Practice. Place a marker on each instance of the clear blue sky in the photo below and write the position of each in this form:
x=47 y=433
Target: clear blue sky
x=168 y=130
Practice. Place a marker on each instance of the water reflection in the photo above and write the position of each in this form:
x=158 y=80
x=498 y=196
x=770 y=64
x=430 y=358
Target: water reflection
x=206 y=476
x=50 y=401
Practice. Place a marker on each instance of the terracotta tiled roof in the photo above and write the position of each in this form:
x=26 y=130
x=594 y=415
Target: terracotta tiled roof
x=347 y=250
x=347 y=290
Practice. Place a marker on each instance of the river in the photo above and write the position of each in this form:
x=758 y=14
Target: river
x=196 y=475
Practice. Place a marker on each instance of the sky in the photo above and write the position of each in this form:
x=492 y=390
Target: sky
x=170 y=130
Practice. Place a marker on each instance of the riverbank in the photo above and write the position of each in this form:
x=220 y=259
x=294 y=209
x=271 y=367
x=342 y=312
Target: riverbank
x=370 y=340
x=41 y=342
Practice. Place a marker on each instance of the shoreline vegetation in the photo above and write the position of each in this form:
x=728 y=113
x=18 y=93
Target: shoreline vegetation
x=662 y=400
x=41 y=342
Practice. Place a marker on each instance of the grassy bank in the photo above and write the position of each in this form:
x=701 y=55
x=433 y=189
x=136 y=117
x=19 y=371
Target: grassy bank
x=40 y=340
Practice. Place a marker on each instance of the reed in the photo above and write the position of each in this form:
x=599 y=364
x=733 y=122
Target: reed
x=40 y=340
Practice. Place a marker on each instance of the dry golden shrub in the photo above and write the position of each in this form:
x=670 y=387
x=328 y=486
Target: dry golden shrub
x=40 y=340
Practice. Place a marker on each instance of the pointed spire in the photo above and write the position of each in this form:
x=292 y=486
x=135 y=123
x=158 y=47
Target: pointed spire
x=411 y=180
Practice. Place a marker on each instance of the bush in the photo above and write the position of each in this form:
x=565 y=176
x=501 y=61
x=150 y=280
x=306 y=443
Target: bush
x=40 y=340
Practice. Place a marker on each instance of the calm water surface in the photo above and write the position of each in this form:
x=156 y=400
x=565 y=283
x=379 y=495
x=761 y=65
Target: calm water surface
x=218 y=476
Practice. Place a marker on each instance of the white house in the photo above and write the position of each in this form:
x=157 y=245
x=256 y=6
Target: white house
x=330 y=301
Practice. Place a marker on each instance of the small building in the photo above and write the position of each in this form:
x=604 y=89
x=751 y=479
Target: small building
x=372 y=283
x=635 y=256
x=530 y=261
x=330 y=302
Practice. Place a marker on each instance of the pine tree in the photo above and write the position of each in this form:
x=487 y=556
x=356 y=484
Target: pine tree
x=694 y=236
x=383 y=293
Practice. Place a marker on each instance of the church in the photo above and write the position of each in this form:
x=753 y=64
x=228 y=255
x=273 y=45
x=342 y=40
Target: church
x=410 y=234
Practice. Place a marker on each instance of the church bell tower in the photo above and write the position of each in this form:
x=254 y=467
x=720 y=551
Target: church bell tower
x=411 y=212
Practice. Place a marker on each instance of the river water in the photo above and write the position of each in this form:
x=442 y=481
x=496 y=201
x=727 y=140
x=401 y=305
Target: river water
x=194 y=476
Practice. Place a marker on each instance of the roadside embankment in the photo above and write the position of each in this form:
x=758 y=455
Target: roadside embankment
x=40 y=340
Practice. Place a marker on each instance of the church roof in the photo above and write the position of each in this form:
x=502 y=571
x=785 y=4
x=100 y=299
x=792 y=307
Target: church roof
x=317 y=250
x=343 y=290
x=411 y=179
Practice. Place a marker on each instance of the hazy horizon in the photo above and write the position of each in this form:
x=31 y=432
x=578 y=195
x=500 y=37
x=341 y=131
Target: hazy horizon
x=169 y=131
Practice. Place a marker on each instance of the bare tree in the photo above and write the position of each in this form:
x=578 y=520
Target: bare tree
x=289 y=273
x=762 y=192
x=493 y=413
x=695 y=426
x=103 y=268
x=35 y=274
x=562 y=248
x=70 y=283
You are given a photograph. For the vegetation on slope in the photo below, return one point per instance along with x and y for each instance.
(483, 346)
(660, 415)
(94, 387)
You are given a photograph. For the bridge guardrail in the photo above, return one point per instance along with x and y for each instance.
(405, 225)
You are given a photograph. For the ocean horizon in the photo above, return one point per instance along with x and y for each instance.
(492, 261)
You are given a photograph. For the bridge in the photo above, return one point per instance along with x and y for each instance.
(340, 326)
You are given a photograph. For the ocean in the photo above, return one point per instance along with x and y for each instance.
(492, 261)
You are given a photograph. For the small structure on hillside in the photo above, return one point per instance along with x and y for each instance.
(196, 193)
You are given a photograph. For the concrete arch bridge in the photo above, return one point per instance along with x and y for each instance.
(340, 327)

= = =

• **Task to complete**: Reproduce all of the data above line for line, with no changes.

• **Solution**:
Practice. Place a marker on each instance of the clear blue sky in the photo below and write the position of each in this form:
x=47 y=433
Target: clear blue sky
x=168 y=130
Practice. Place a marker on each instance of the water reflection in the photo above and write the position of each in this form:
x=158 y=80
x=498 y=196
x=770 y=64
x=430 y=358
Target: water reflection
x=206 y=476
x=50 y=401
Practice. Place a marker on each instance of the terracotta tiled roof in the photo above and write the position of each in this form:
x=26 y=130
x=594 y=415
Target: terracotta tiled roof
x=347 y=250
x=347 y=290
Practice. Place a marker on each instance of the river in the photo above and write the position of each in this form:
x=758 y=14
Target: river
x=196 y=475
Practice. Place a marker on each instance of the sky in the photo above and write the position of each in this form:
x=492 y=390
Target: sky
x=170 y=130
Practice. Place a marker on each instance of the riverbank in the photo above and write the position of each in this form:
x=220 y=259
x=294 y=209
x=271 y=367
x=342 y=312
Target: riverbank
x=370 y=340
x=41 y=342
Practice. Place a marker on each instance of the shoreline vegetation in the photo above and write the position of each in this form:
x=728 y=113
x=18 y=93
Target: shoreline vegetation
x=662 y=400
x=41 y=342
Practice. Place a marker on each instance of the grassy bank in the photo above and write the position of each in this form:
x=701 y=55
x=433 y=189
x=136 y=117
x=19 y=371
Target: grassy bank
x=40 y=340
Practice. Place a marker on each instance of the reed in the photo above and write the position of each in this form:
x=599 y=364
x=733 y=122
Target: reed
x=40 y=340
Practice. Place a marker on each instance of the dry golden shrub in the photo above and write the position of each in this form:
x=670 y=387
x=328 y=486
Target: dry golden shrub
x=40 y=340
Practice. Place a marker on each instance of the pointed spire in the photo above and write the position of each in this form:
x=292 y=486
x=135 y=123
x=158 y=47
Target: pointed spire
x=411 y=180
Practice. Place a marker on each instance of the bush in the photo above and write the position of each in this form:
x=565 y=176
x=501 y=61
x=150 y=280
x=306 y=443
Target: bush
x=40 y=340
Practice. Place a marker on each instance of the calm water surface in the photo above and write the position of each in this form:
x=156 y=400
x=565 y=283
x=379 y=495
x=761 y=65
Target: calm water surface
x=218 y=476
Practice. Place a marker on each instance of the white house in the photo above and write the position of each in this form:
x=157 y=245
x=256 y=6
Target: white house
x=330 y=301
Practice. Place a marker on each instance of the small building in the photo above and write the position of each in this form:
x=604 y=89
x=751 y=479
Target: small building
x=372 y=283
x=635 y=256
x=530 y=261
x=330 y=302
Practice. Place a marker on each instance of the pine tree in the photo above and write the position of each in this form:
x=487 y=556
x=356 y=484
Target: pine tree
x=694 y=236
x=383 y=293
Practice. Place a marker on each instance of the church in the photo above and write the position of each in this form:
x=753 y=64
x=228 y=255
x=273 y=45
x=342 y=40
Target: church
x=410 y=234
Practice. Place a marker on each instance of the church bell tower in the photo above and write the position of each in this form:
x=254 y=467
x=720 y=551
Target: church bell tower
x=411 y=212
Practice. Place a marker on each instance of the river water in the photo above and write the position of each in this form:
x=442 y=481
x=496 y=201
x=727 y=140
x=401 y=305
Target: river water
x=194 y=476
Practice. Place a marker on each instance of the roadside embankment in the photo above and write the position of each in this form:
x=758 y=455
Target: roadside embankment
x=40 y=340
Practice. Place a marker on each instance of the church roof in the photo above and write the position of each in this form:
x=502 y=571
x=785 y=4
x=100 y=299
x=792 y=307
Target: church roof
x=317 y=250
x=343 y=290
x=411 y=179
Practice. Place a marker on each instance of the hazy horizon in the photo above and write the position of each in this form:
x=31 y=432
x=578 y=195
x=500 y=37
x=341 y=131
Target: hazy horizon
x=169 y=131
Practice. Place a marker on each instance of the bare tree in the photo above and write the position of each in this form:
x=578 y=520
Target: bare tree
x=289 y=273
x=762 y=192
x=493 y=413
x=695 y=426
x=103 y=268
x=35 y=274
x=562 y=248
x=70 y=283
You are given a photograph. For the vegetation on slope in the photo below, return one point per instance along with x and y for each instance.
(483, 346)
(660, 415)
(94, 387)
You are given a photograph. For the bridge guardrail in the photo above, return one point per instance along with x and y for each instance.
(405, 225)
You are given a photograph. For the ocean horizon in the photo above, return one point per instance along with x and y for each instance.
(492, 261)
You are given a photograph. For the bridge in the photo above, return one point per instance along with x and y for each instance.
(340, 326)
You are given a photograph. For the ocean in the photo above, return one point per instance along with x and y for each instance.
(492, 261)
You are given a photograph. For the small structure on hillside in the photo above, return one point per instance along with x and y for each instance.
(196, 193)
You are given a photograph. For the concrete arch bridge in the photo above, return one point per instance along with x and y for each instance.
(340, 327)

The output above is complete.